THE TASK: Render every line of the records below as a numbered list, omitting any blank lines.
[begin INFORMATION PROVIDED]
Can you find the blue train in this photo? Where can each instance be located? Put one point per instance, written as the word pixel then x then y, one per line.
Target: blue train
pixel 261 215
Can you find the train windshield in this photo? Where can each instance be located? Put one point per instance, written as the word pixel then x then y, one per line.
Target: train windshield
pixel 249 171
[end INFORMATION PROVIDED]
THE COMPLETED TASK:
1. Can you find the blue train in this photo? Where can each instance be located? Put one point per instance, written as the word pixel then x then y, one per line.
2. Target: blue train
3. pixel 261 215
4. Can you find the train windshield in this photo? Where can each instance be located? Put one point per instance, written as the word pixel then x then y, one per line.
5. Target: train windshield
6. pixel 249 171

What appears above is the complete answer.